**EXERCISE TASK A:** List every region or place that the passage on Tripathi's aims names as a noun, each once and in order of first appearance.

** start of EXTRACT PROVIDED **

“My target,” Tripathi was saying, “was Shakuntala for contemporary audiences. I needed to show people that their cultural inheritance, when compared with Sophocles and Euripides, was no less a thing. Western literature, for me, was like a torch by whose light I could see my own. I was a man of classical tradition, of classical thought and art form. I felt we should strengthen this. What are our classics? Everyone has their own. What are ours? What is the meaning of contemporaneity for us? These were the questions that I was trying by my own lights to answer.”
I felt my interest flag. Tripathi’s voice had a note of desperation. I liked his story so long as it was a story about a young man coming to terms with where he, and his culture, stood in relation to the tremendous power of the West; but as the problem gave way to glib solutions, I thought Tripathi sounded unconvincing. He had at every stage been forced into a defensive stance. He was making a case for his culture, and in doing so he was undermining what his story was evidence of: that it was not culture, but confidence, that mattered. What was it about the meeting of India and Europe that had shattered India’s confidence?

** end of EXTRACT PROVIDED **

**EXERCISE TASK B:** Convert the stretch of the entries from the line containing "Practice. Locate the clasped" through the end of the entries into a JSON list of strings, one string per line, leaving out blank lines.

** start of RECORDED INFORMATION **

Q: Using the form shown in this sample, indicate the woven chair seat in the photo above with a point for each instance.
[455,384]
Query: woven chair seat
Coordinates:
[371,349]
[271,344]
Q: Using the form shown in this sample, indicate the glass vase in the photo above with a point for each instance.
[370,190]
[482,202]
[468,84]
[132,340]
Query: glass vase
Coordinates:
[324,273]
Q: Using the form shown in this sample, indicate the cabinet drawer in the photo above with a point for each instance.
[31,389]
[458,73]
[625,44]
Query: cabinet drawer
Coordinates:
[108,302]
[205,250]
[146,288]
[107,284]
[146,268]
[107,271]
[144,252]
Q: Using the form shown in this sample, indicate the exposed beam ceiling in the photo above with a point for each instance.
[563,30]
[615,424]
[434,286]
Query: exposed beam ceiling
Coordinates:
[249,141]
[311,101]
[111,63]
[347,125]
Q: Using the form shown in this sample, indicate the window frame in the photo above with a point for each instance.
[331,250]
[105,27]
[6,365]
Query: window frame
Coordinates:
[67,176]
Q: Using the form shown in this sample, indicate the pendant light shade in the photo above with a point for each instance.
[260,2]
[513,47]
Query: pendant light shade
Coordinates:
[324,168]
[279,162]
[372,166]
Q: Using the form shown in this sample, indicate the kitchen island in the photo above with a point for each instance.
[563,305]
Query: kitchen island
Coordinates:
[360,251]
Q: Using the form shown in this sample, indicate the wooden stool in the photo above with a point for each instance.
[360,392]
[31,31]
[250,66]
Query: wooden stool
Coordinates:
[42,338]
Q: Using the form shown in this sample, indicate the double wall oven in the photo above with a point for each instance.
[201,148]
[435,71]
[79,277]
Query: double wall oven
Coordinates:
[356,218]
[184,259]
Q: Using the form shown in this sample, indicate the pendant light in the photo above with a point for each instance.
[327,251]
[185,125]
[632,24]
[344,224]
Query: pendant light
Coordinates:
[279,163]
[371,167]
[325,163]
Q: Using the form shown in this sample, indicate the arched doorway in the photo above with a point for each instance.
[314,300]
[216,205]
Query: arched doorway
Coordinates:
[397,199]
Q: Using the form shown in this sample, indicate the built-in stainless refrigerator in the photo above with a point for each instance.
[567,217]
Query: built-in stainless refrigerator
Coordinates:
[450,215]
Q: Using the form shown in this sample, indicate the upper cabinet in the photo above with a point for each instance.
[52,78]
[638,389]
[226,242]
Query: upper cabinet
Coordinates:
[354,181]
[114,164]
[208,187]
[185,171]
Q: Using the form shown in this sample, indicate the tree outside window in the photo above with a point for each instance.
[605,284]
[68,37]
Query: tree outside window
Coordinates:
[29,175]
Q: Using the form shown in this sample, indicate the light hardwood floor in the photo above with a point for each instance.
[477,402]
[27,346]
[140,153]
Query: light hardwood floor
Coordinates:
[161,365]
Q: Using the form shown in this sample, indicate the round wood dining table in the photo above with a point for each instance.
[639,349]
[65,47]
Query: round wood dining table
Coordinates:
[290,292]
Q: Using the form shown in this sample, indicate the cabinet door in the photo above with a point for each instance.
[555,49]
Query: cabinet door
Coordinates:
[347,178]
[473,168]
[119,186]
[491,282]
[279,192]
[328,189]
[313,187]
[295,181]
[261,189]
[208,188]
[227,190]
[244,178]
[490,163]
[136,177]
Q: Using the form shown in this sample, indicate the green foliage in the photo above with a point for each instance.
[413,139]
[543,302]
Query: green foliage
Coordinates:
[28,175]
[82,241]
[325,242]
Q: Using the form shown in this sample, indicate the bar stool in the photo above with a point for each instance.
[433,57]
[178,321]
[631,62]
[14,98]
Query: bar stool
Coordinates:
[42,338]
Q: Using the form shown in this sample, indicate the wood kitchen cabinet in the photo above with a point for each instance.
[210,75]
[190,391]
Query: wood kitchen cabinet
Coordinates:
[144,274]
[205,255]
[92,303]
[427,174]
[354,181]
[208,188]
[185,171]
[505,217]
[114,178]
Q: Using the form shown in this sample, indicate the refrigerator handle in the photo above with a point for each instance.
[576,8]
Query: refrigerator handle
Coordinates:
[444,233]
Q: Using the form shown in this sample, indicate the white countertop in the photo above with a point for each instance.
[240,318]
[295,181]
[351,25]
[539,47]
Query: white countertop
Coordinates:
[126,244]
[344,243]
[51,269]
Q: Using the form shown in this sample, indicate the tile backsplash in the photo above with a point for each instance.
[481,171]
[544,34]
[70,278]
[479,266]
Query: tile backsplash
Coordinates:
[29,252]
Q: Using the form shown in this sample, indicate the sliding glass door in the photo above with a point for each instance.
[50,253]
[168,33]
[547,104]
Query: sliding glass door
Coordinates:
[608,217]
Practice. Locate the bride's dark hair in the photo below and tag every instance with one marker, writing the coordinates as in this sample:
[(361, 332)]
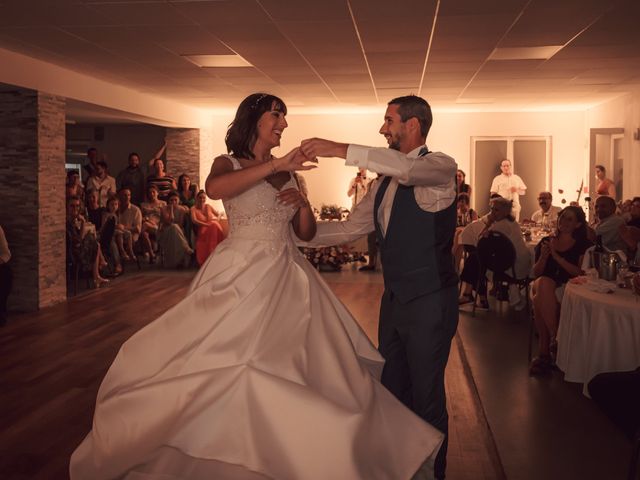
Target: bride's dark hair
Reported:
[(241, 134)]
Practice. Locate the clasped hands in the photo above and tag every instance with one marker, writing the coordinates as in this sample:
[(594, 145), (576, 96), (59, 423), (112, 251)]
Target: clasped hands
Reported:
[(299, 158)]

** end of RECORDED INFORMATION **

**COMPLETE OUTPUT A:** the West, India, Europe

**COMPLETE OUTPUT B:**
[
  "Practice. Locate the clasped hands in the photo above and tag every instance with one marker, writing the coordinates as in this sample:",
  "[(594, 145), (576, 96), (59, 423), (112, 251)]",
  "Target: clasped hands",
  "Reported:",
  "[(299, 158)]"
]